Dank dem Internet wissen wir nun, dass es im schon fast vergessenen Stadtteil Moabit, idyllisch zwischen Schöneberg und Wedding gelegen, nicht nur von jungen Gangsta-Rap-Imitatoren vor magisch-migrantischem Hintergrund, sondern auch von reichlich authentischen Ruths nur so wimmelt. Einige seien genannt: Die Gesichtsgymnastikerin Ruth (Nuriya Macia mit Nachnamen), die in Moabit eines der seltenen "Cantienica-Studios" betreibt; ihres heißt "Scherazade". Die Moabiter Rentnerin "Ruth W.", die laut Tagesspiegel "nicht glaubt, dass Heizen Luxus sei. Sie ist krank und die drei Kohlen, die sie hat, sind viel zu weit weg - im Keller." Da hilft ihr jedoch der letzte Kohlenträger, der usw. usw.

Dann die Schriftstellerin Ruth (Wemme) aus dem Moabiter Knast, wo sie als Rumänisch-Dolmetscherin tätig war. Ferner Ruth (Abraham), die 1942 als jüdische Zwangsarbeiterin zusammen mit ihrem Mann und ihrer 1943 geborenen Tochter Reha von der Moabiterin Maria Nickel gerettet wurde, indem sie sie versteckte. Reha schrieb darüber ein Buch: "Ruth und Maria. Eine Freundschaft auf Leben und Tod".

Eine weitere Ruth (Greuner) schrieb ein Buch über "Das Gewissen von Moabit" - gemeint ist der bereits 1928 gestorbene Gerichtsreporter Paul Schlesinger. Ruth (Federspiel) erforschte die Modalitäten, mit denen das reichsweit zuständige Finanzamt Moabit die aus politischen Gründen zur Emigration gezwungenen Antifaschisten ein letztes Mal steuerlich "erfasste". Eine Ruth (Gill) behauptet auf ihrer Verschwörungen gewidmeten Website, dass bestimmte Agenten, die sie namentlich kennt, um 1970 herum "Bomben in die Moabiter Fabriketage der Kommune 1 schmuggelten".

In der berühmten Kantine des Moabiter Gerichts arbeitete lange Zeit eine Ruth (Schlesinger) als Kellnerin, die aus irgendeinem Grund besonders beliebt bei türkischen und kurdischen Angeklagten war, seltsamerweise aber auch bei den schwäbischen und rheinländischen Staatsanwälten. Und im gegenüberliegenden Justizpuff "Edelweiß" arbeitete mal eine Moabiter Rothaarige namens Ruth (Salm-Schwader) hinter der Theke, deren Lieblingsausspruch "Is doch normal, eh" lautete. Abschließend sei noch das nicht weit vom Bordell entfernte "Beerdigungsinstitut" erwähnt, das von einer Ruth (Kleinow) geleitet wird.

Bei all dieser Namensmagie dürfen wir uns nicht darüber wundern, dass sich gleich vier Geschichtsvereine in Moabit der "Ruths-Forschung" widmen.

* _AUFGABE A_
Zeige alle Zeilen der Datensätze, die die Zeichenfolge "field" enthalten, und beachte dabei die Groß- und Kleinschreibung.
Der Text über Moabit und die Datensätze sind voneinander unabhängiges Material.

Datensätze zum Zeigen auf benannte Objekte:
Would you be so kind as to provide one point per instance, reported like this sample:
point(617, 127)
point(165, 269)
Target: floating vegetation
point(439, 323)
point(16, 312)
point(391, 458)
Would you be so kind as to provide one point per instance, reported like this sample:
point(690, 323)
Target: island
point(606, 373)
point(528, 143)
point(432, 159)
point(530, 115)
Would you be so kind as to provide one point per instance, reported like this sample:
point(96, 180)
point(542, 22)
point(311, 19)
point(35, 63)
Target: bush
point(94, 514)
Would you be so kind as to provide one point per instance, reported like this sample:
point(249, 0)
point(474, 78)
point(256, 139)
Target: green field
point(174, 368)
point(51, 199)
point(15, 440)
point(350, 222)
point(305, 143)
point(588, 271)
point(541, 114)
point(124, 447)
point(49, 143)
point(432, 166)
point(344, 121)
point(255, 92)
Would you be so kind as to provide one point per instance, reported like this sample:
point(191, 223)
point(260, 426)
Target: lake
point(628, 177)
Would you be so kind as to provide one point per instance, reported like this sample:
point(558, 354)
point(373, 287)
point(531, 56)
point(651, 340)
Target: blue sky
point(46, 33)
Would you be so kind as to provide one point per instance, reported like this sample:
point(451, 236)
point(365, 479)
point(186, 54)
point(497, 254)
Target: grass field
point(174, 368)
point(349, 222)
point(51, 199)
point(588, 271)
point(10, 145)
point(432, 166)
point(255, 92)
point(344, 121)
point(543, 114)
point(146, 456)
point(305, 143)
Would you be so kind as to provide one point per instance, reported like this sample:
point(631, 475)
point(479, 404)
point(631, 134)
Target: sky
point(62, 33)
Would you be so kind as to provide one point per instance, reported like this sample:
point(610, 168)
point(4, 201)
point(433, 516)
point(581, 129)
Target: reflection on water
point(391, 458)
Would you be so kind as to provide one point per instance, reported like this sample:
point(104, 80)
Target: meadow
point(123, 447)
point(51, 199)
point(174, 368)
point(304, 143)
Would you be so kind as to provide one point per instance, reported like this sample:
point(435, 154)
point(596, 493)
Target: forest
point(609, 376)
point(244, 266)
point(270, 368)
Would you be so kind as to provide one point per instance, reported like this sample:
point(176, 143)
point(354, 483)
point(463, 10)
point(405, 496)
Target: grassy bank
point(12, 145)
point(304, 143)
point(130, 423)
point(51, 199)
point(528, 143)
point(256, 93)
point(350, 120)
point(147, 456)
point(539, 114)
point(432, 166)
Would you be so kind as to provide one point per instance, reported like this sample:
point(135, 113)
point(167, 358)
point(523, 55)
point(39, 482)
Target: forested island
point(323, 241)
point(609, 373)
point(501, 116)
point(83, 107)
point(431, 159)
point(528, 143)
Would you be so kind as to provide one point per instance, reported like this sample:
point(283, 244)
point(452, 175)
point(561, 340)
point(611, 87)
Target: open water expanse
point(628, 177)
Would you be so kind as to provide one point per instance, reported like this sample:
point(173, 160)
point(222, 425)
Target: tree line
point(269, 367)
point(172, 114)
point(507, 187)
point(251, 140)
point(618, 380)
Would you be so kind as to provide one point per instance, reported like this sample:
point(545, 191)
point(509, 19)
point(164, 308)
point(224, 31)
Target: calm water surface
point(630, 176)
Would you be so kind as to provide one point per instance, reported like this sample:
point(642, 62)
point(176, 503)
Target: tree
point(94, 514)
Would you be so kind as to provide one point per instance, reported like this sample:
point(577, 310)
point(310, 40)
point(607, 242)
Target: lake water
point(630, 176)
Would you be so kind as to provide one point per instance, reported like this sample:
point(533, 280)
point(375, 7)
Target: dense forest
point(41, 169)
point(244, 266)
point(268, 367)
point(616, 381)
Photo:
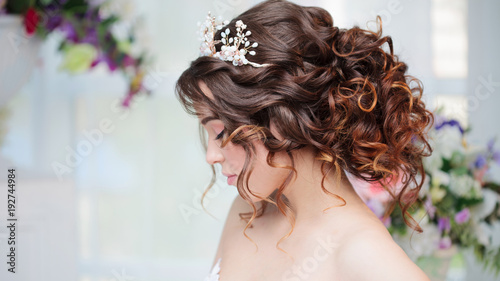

* _AUFGABE B_
Gib den Text über Moabit zwischen "Dank dem Internet" und "der usw. usw." einschließlich erneut wieder und tausche dabei "Rentnerin" gegen "Pensionärin" aus.

* _LÖSUNG A_
Target: green field
Target: grass field

* _LÖSUNG B_
Dank dem Internet wissen wir nun, dass es im schon fast vergessenen Stadtteil Moabit, idyllisch zwischen Schöneberg und Wedding gelegen, nicht nur von jungen Gangsta-Rap-Imitatoren vor magisch-migrantischem Hintergrund, sondern auch von reichlich authentischen Ruths nur so wimmelt. Einige seien genannt: Die Gesichtsgymnastikerin Ruth (Nuriya Macia mit Nachnamen), die in Moabit eines der seltenen "Cantienica-Studios" betreibt; ihres heißt "Scherazade". Die Moabiter Pensionärin "Ruth W.", die laut Tagesspiegel "nicht glaubt, dass Heizen Luxus sei. Sie ist krank und die drei Kohlen, die sie hat, sind viel zu weit weg - im Keller." Da hilft ihr jedoch der letzte Kohlenträger, der usw. usw.